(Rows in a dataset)
+++

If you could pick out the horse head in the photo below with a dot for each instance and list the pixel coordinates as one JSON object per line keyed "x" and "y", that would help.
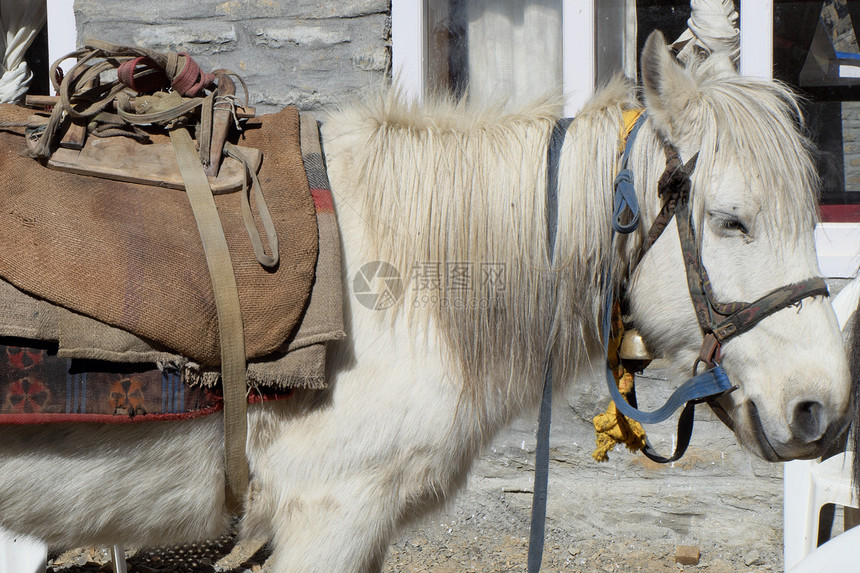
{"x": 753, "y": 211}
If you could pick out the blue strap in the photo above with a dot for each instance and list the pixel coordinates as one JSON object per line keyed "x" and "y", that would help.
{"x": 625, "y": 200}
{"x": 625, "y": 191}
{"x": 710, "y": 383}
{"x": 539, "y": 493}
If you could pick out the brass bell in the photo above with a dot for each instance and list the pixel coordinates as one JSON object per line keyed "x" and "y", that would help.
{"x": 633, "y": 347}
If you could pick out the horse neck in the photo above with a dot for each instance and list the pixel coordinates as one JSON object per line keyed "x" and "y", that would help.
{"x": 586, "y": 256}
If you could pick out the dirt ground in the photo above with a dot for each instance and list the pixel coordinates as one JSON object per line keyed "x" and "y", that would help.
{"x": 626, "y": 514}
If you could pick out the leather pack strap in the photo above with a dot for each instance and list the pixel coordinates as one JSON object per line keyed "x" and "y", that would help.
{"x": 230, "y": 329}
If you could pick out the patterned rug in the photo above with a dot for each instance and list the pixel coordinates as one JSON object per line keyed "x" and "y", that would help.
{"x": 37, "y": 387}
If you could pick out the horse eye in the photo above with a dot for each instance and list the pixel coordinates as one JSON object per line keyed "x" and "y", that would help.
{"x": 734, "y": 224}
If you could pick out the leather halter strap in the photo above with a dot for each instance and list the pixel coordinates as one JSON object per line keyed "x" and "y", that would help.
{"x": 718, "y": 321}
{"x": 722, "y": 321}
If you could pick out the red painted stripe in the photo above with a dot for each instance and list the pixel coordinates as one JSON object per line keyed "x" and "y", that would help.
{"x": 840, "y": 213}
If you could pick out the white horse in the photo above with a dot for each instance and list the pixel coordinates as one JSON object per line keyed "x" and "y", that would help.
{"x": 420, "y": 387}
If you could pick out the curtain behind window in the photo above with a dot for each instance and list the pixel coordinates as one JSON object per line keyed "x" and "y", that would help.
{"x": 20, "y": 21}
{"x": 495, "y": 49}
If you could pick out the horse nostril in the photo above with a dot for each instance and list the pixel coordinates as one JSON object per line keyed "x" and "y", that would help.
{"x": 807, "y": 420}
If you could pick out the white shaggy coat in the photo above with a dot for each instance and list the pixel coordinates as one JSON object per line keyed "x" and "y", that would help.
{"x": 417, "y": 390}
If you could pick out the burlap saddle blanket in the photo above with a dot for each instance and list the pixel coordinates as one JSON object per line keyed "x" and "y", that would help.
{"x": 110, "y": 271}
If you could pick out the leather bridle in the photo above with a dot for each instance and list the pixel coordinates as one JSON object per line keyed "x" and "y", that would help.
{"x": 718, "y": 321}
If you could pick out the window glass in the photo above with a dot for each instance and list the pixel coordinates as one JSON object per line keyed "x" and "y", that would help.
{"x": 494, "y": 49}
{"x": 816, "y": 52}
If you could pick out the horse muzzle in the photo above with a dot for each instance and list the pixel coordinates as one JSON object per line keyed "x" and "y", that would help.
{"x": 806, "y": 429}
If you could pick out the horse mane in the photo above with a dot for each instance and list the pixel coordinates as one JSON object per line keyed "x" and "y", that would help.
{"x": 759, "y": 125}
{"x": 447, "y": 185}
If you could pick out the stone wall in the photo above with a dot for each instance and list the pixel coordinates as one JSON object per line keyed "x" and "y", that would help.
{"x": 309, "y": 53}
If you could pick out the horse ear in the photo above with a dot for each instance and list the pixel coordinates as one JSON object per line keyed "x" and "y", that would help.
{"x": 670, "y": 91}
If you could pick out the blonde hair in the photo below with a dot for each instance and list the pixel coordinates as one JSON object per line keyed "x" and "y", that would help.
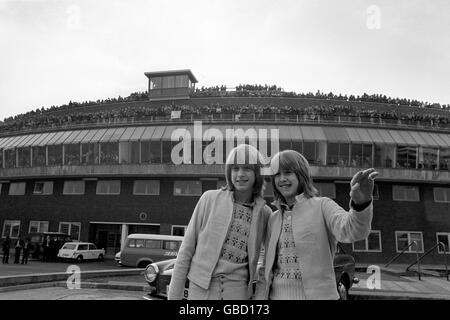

+++

**TASK GOAL:**
Repeat everything from the line containing "If you could pick out the burlap" down to the end of the rows, requests included, and shift each x and y pixel coordinate in the answers by adding 60. Leave the pictures out.

**EXERCISE SOLUTION:**
If you could pick out the burlap saddle blanket in the photo above with a dot for each instance and list the pixel coordinates as one JSON object per line keyed "x" and "y", that would help.
{"x": 170, "y": 331}
If you could pick out the leather bridle in the photo above with a dot for each instance and list the pixel coordinates as one JSON object per line keyed "x" and "y", that would help.
{"x": 778, "y": 381}
If you could pick out the window glass in the photo above with a dot for each instance and list the pixel coordinates as one JSON object per line keyed "x" and "y", that would help.
{"x": 554, "y": 109}
{"x": 876, "y": 112}
If you could pick out the horse muzzle in the photo above with a dot for each instance and list the pixel coordinates as one JSON object per line keyed "x" and "y", that would help.
{"x": 866, "y": 489}
If you could pick out the horse mane in the photo above with a dot for each instance and list the pixel coordinates as one JSON object per line keyed "x" and "y", that would help.
{"x": 819, "y": 185}
{"x": 507, "y": 245}
If you could pick out the stone wall in the photo above with a dot for each instance and list the pixel coordinates as one JSON object per line keyed "x" and "y", that would help.
{"x": 369, "y": 113}
If you could pick out the horse ear in the photo above with a dot for each instance and list the pixel coordinates as one JSON object per line keyed "x" and "y", that would help.
{"x": 730, "y": 151}
If you could pick out the blonde hair in the photo below with a dot for each instance and list the pixel coordinates as one JSON object per line keyed "x" and "y", that would help.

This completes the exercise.